Extracted data.
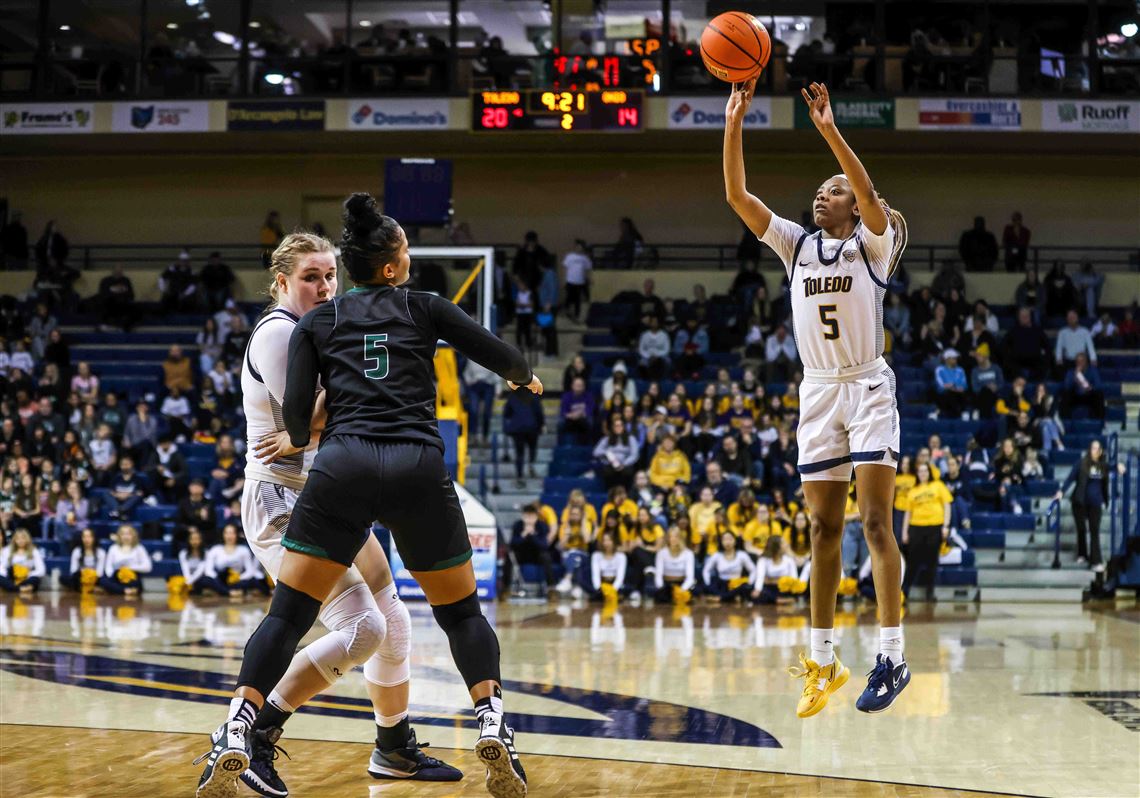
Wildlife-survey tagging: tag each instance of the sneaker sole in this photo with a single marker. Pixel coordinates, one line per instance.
(227, 771)
(881, 710)
(502, 780)
(251, 780)
(833, 686)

Action item.
Using the records above, output an exact copy without any pictures.

Output for this exercise.
Wildlife-survey tagging: tag each instance of the sneaker sole in this photo with a single marker. Pixel coordinates, one line per instance.
(227, 771)
(881, 710)
(502, 780)
(251, 780)
(833, 686)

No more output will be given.